Passage shown:
I'm trying to scrape randomly generated names from a website.
library(httr)
library(rvest)
url <- "https://letsmakeagame.net//tools/PlanetNameGenerator/"
mywebsite <- read_html(url) %>%
html_nodes(xpath="//div[contains(@id,'title')]")
However, that does not work. I'm assuming I have to «click» the «generate» button before extracting the content. Is there a simple way (without RSelenium
) to achieve that?
Something similar to:
POST(url,
body = list("EntryPoint.generate()" = T),
encode = "form") -> res
res_t <- content(res, as="text")
Thanks!
CodePudding user response:
rvest
isn't much of a help here as planet names are not requested from a remote service, names are generated locally with javascript, that's what the EntryPoint.generate()
call does. A relatively simple way is to use chromote, though its session/process closing seems kind of messy at the moment:
library(chromote)
b <- ChromoteSession$new()

Information given:
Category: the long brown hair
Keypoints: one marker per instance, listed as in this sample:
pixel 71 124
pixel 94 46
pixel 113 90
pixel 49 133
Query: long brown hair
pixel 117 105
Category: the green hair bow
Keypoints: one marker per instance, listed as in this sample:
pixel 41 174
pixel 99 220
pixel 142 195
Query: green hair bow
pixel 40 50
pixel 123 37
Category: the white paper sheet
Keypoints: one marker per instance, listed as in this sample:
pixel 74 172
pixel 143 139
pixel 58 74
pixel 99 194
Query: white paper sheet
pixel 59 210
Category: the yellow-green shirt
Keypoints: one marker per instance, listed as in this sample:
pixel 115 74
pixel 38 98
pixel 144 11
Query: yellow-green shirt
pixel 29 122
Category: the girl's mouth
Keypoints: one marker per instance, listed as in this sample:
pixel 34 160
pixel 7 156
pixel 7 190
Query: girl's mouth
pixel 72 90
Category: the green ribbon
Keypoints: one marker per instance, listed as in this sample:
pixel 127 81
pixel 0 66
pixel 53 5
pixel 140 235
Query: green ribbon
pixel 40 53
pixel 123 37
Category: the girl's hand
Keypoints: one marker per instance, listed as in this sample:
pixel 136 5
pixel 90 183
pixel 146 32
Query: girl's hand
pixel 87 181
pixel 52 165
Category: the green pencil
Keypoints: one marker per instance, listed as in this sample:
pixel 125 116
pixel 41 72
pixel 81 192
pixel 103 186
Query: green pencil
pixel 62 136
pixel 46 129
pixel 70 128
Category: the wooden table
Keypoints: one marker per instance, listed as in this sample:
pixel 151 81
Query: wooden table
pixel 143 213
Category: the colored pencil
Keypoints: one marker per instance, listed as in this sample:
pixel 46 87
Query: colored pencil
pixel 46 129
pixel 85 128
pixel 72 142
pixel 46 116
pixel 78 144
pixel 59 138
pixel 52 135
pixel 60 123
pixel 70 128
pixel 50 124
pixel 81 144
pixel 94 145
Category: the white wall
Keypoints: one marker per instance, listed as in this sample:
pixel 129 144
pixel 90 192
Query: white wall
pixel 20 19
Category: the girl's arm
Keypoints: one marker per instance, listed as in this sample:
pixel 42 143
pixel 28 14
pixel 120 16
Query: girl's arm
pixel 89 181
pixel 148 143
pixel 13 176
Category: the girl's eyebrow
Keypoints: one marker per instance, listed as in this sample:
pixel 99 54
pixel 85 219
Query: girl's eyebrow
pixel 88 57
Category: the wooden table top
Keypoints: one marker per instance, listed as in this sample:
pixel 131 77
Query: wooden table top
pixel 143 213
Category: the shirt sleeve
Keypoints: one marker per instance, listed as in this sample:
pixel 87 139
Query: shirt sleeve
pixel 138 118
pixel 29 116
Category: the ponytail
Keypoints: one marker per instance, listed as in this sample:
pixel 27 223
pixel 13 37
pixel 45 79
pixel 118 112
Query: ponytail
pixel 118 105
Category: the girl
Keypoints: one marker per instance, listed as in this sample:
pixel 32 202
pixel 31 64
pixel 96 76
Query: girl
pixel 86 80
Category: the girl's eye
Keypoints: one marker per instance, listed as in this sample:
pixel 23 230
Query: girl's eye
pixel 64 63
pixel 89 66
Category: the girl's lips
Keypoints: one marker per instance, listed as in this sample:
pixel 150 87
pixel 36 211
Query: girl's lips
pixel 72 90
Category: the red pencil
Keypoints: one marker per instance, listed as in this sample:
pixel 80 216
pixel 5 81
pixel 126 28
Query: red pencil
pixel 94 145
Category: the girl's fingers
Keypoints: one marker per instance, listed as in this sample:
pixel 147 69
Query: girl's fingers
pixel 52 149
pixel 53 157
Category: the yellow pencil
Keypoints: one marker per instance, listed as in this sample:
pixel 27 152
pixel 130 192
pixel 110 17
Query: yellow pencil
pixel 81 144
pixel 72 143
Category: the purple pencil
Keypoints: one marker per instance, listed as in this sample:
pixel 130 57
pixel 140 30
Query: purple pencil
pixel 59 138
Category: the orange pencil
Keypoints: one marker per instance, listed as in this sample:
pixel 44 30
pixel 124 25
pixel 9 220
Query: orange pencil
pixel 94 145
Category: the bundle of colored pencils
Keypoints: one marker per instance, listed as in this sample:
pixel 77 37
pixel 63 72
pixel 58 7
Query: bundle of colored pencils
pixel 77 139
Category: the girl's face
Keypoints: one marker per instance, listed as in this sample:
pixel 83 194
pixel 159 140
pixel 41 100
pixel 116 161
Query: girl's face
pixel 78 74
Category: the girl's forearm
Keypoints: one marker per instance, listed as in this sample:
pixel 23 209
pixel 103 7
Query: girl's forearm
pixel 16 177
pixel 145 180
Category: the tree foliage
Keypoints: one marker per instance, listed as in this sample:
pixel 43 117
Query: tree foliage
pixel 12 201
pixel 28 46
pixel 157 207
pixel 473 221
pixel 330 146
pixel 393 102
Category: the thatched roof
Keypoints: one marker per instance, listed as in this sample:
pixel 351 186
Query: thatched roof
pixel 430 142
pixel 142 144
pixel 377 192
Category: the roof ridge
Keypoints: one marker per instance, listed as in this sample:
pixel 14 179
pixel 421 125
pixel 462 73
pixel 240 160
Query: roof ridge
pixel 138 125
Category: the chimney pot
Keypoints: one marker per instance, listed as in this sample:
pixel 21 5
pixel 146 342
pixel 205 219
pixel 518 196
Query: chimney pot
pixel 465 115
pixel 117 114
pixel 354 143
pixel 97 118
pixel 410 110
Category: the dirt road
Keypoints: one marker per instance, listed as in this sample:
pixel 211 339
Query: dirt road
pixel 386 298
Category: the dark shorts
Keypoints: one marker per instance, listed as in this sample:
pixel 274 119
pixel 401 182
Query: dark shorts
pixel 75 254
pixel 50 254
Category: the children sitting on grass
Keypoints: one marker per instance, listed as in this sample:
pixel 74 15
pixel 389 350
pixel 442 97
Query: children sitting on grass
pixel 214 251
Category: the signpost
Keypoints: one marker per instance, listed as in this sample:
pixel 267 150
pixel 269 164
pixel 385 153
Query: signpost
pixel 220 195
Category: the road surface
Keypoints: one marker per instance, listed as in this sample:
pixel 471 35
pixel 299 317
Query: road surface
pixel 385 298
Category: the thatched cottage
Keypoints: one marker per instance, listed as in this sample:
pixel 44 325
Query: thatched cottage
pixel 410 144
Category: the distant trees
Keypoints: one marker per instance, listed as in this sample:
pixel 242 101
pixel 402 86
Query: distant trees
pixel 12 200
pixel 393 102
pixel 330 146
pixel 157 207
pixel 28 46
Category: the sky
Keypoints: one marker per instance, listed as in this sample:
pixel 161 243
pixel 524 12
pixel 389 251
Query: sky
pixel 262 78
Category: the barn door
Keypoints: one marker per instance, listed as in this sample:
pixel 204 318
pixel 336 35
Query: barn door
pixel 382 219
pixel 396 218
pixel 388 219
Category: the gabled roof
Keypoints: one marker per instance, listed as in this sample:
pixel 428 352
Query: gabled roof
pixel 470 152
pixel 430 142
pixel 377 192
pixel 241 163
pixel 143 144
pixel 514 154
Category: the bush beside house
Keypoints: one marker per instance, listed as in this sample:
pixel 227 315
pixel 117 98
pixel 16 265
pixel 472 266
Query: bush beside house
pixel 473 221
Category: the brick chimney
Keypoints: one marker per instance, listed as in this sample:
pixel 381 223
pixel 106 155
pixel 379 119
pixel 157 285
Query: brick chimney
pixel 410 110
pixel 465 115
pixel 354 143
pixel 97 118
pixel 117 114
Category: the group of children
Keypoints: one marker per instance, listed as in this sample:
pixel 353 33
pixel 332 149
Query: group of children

The problem: Can you continue the thread on scraping generated planet names in R, picking up right after its last line? The data is separate material, unrelated to the thread on scraping planet names.

Response to the task:
{
b$Page$navigate("https://letsmakeagame.net/tools/PlanetNameGenerator")
b$Page$loadEventFired()
}
# call EntryPoint.generate(), read result from <p id="title></p> element,
# replicate 10x
replicate(10, b$Runtime$evaluate('EntryPoint.generate();document.getElementById("title").innerText')$result$value)
#> [1] "Torade" "Ukiri" "Giconerth" "Dunia" "Brihoria"
#> [6] "Tiulaliv" "Giahiri" "Zuthewei 4A" "Elov" "Brachomia"
b$close()
#> [1] TRUE
b$parent$close()
#> Error in self$send_command(msg, callback = callback_, error = error_, : Chromote object is closed.
b$parent$get_browser()$close()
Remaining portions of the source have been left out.